TASK TO COMPLETE: The entries below should be copied exactly and completely.

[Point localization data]
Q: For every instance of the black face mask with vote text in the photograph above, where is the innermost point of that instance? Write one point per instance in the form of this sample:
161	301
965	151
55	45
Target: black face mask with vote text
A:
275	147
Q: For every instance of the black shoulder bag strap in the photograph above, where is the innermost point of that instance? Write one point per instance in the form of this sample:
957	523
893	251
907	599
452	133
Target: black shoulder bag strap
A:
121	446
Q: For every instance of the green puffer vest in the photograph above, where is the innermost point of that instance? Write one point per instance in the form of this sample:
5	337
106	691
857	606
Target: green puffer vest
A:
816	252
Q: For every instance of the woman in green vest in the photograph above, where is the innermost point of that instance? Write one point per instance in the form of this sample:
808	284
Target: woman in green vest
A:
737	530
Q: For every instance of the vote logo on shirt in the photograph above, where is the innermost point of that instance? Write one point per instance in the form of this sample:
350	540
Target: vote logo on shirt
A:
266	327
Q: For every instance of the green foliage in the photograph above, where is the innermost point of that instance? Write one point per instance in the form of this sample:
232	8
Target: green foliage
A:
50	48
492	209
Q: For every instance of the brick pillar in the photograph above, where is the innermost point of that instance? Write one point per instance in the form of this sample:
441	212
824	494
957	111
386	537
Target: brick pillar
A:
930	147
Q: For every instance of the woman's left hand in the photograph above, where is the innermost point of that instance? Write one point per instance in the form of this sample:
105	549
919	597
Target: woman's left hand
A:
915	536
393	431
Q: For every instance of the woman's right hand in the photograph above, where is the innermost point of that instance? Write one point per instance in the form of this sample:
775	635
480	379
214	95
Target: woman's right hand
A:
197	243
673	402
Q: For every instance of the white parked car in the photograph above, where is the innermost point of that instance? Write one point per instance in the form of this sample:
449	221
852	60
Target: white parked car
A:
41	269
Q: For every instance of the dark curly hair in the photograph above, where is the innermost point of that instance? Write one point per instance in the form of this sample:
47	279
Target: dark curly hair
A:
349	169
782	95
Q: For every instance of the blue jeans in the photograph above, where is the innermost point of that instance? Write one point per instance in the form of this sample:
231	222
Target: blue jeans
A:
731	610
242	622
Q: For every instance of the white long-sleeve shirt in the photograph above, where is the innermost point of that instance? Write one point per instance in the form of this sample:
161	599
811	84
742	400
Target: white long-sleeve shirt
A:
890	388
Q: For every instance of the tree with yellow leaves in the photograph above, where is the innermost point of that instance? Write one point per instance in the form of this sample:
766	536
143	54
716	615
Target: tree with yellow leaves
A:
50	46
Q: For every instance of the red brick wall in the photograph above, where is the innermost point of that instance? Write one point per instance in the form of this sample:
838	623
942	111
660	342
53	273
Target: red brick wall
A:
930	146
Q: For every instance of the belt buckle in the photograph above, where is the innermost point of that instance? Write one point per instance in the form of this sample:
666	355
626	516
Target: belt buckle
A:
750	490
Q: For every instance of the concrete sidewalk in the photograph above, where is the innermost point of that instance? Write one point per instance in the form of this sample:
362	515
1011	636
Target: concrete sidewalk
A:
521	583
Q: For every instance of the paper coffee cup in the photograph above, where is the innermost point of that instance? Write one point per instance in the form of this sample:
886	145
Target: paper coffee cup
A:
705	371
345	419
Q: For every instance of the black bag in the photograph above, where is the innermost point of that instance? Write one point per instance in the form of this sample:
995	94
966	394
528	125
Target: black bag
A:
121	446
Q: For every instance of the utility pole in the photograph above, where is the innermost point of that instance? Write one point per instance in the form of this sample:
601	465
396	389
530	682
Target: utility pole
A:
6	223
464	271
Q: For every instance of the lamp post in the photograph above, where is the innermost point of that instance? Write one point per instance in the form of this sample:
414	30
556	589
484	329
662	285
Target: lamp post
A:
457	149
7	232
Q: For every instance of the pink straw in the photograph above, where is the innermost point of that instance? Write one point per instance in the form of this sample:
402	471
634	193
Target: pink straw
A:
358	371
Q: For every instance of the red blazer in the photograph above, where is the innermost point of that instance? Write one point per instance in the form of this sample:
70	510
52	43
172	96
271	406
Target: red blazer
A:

ANSWER TO THIS PROBLEM:
Q: For every instance of the black face mask with vote text in the photograph above, where is the innermost point of that instance? Write one point per instance in the form of this sample:
161	301
965	151
55	45
Target: black face mask with vote text
A:
275	147
Q: For every instance of the black shoulder bag strap in the photograph above, where is the innermost point of that instance? Write one point per instance in the form of this sample:
957	523
893	251
907	599
452	133
Target: black shoulder bag strap
A:
121	446
Q: For every instance of the green puffer vest in the photograph above, where is the innermost point of that instance? Write one point per instance in the form of this sample:
5	337
106	691
857	606
Target: green puffer vest
A:
816	252
Q: For every instance of the woman in green vest in the photograph above, where is the innermost point of that instance? Write one point per instance in the form of this sample:
808	284
Target: woman in green vest
A:
737	530
Q: For every instance of the vote logo on shirt in the photograph above, where is the innermost point of that instance? Write one point per instance in the form of this sample:
350	540
Target: vote logo on shirt
A:
266	327
Q: For every instance of the green foliage in the photograph above, where is the innermost point of that instance? Write one point per instance in the form of this sample:
232	8
Target: green foliage
A:
50	48
492	209
Q: For every instance of the brick pillar in the photograph above, where is the innermost point of that instance? Write one point per instance in the form of this sample:
441	212
824	494
957	111
386	537
Target: brick pillar
A:
930	147
Q: For every instance of the woman's left hand in the photograph above, where is the innermost point of that instance? Write one point per instance in the form of this sample:
105	549
919	597
Target: woman's left hand
A:
915	536
393	431
Q: For every instance of the woman's right hand in the photograph above, where is the innermost point of that instance? Write one point per instance in the form of this sample:
775	635
480	379
214	95
Target: woman's right hand
A:
197	243
673	402
Q: For every instance of the white parked car in the photograph above, where is the innermost point of that instance? Write one point per instance in the form of this sample:
449	221
852	60
Target: white parked car
A:
41	269
Q: For every instance of the dark curly hair in the photograph above, where is the innermost point of that instance? Write one point per instance in the form of this sample:
47	279
Target: dark curly hair
A:
349	169
782	95
Q: For every instance of the blue jeans in the photograph above, where is the innermost point of that instance? Write one point per instance in the form of this sample:
231	222
Target: blue jeans
A:
731	610
242	622
Q: For every instance of the white long-sleeve shirt in the photograph above, where is the innermost point of that instance? Write one point per instance in the form of this sample:
161	599
811	84
742	400
Target: white long-sleeve shirt
A:
890	388
Q: For every instance of the tree with yellow leaves in the photograph above, where is the innermost point of that instance? Write one point per instance in the form of this sample:
766	536
143	54
716	615
Target: tree with yellow leaves
A:
50	46
Q: For every instance of the red brick wall in the photograph above, where is the innermost point of that instance? Write one point per instance in the form of this sample:
838	623
942	111
660	342
53	273
Target: red brick wall
A:
930	146
Q: For every instance of the belt buckle in the photograph above, where is the innermost point of that instance? Write one point per instance in the form of this sample:
666	355
626	516
Target: belt buckle
A:
750	490
Q: For every instance of the concrete sidewalk in the photograph above, where is the innermost point of that instance? Write one point per instance in the form of this sample:
362	515
1011	636
Target: concrete sidewalk
A:
521	583
Q: For every instance of the paper coffee cup in the photograph above, where is the innermost point of that instance? Write one point per instance in the form of this sample:
886	145
Target: paper coffee cup
A:
705	371
345	419
Q: For every instance of the black bag in the photograph above, where is the innermost point of that instance? Write one point per instance in the form of this sample:
995	94
966	394
528	125
Target: black bag
A:
121	446
Q: For every instance of the utility pole in the photograph above, where is the innermost point of that instance? Write one point per instance in the form of this sample:
601	465
396	389
530	682
Target: utility pole
A:
6	223
464	271
Q: For every instance of the lamp post in the photograph above, where is the innermost point of that instance? Write one point per instance in the form of this sample:
414	30
556	589
484	329
662	285
Target: lamp post
A:
457	149
7	232
Q: For every instance of the pink straw in the photograph above, where is the innermost point of that instance? Write one point per instance in the form of this sample:
402	471
634	193
Target: pink straw
A:
358	371
Q: For every instance of the red blazer in the photograph above, where is the innermost point of that instance? Write one point per instance in the form of this sample:
70	510
52	43
172	96
271	406
Target: red blazer
A:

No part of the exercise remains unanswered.